- _ЗАДАНИЕ_: Выпишите из пунктов ниже все строки, в которых есть слово «tower». Регистр букв важен.

- _ИСХОДНЫЙ МАТЕРИАЛ_:

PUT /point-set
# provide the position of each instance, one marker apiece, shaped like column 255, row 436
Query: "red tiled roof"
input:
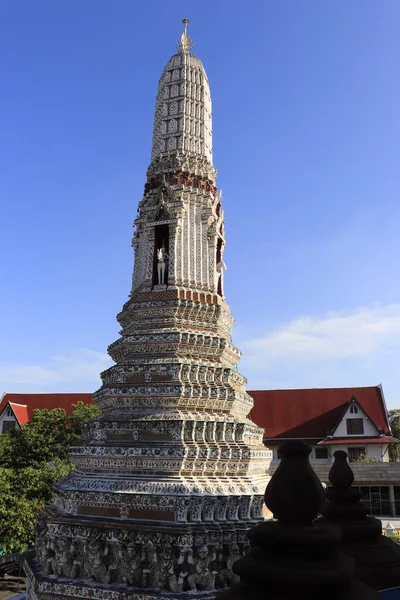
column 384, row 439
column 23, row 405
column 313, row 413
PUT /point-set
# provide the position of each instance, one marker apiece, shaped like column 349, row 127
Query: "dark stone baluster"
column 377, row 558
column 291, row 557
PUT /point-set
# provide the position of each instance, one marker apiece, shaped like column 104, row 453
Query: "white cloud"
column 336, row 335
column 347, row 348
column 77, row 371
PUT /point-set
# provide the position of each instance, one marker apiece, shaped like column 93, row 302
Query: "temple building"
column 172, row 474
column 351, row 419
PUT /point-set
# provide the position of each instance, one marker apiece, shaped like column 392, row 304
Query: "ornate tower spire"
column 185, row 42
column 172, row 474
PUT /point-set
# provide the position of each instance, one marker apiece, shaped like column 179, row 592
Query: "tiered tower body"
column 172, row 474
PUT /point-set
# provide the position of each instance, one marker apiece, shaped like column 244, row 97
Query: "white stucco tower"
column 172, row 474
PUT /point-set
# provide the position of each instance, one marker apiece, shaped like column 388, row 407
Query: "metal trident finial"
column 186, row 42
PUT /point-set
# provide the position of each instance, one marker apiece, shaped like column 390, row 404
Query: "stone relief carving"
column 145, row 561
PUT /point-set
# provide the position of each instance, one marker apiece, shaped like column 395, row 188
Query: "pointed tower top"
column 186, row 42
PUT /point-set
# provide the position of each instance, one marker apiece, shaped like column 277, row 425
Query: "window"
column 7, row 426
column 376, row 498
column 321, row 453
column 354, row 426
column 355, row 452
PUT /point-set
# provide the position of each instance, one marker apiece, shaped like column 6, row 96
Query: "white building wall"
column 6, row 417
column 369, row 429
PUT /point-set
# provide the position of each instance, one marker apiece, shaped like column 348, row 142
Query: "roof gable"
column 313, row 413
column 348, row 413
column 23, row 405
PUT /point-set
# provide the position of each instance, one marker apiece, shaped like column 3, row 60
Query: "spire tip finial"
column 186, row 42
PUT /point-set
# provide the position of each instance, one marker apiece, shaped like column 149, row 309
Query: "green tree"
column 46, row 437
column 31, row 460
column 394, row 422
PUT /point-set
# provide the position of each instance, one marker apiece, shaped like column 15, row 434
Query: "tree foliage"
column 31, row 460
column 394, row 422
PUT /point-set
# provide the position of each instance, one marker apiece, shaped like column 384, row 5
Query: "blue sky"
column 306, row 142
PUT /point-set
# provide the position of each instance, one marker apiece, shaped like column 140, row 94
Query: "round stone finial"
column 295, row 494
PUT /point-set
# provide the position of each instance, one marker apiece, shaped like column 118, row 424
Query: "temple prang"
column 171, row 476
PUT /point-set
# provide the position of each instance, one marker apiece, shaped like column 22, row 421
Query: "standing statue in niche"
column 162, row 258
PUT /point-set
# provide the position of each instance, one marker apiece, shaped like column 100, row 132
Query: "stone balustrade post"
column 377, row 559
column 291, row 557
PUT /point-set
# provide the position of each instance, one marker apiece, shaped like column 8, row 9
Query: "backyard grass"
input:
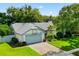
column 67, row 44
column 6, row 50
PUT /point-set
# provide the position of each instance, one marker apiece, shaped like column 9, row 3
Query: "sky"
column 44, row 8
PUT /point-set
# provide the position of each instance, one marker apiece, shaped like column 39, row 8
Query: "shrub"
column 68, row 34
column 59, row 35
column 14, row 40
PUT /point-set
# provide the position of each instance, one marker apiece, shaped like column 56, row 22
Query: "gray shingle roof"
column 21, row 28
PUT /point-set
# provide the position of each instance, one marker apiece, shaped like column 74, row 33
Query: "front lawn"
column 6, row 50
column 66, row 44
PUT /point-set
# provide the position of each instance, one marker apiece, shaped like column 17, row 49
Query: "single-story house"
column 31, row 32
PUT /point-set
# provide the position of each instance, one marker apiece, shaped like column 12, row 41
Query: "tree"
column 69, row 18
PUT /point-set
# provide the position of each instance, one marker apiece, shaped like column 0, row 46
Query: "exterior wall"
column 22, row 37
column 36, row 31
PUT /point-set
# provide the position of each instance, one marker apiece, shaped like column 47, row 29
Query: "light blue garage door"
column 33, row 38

- _ПИСЬМЕННЫЙ ОТВЕТ_:
Query: "ornate tower spire"
Query: "tiered tower body"
Query: "white stucco tower"
Query: "pointed tower top"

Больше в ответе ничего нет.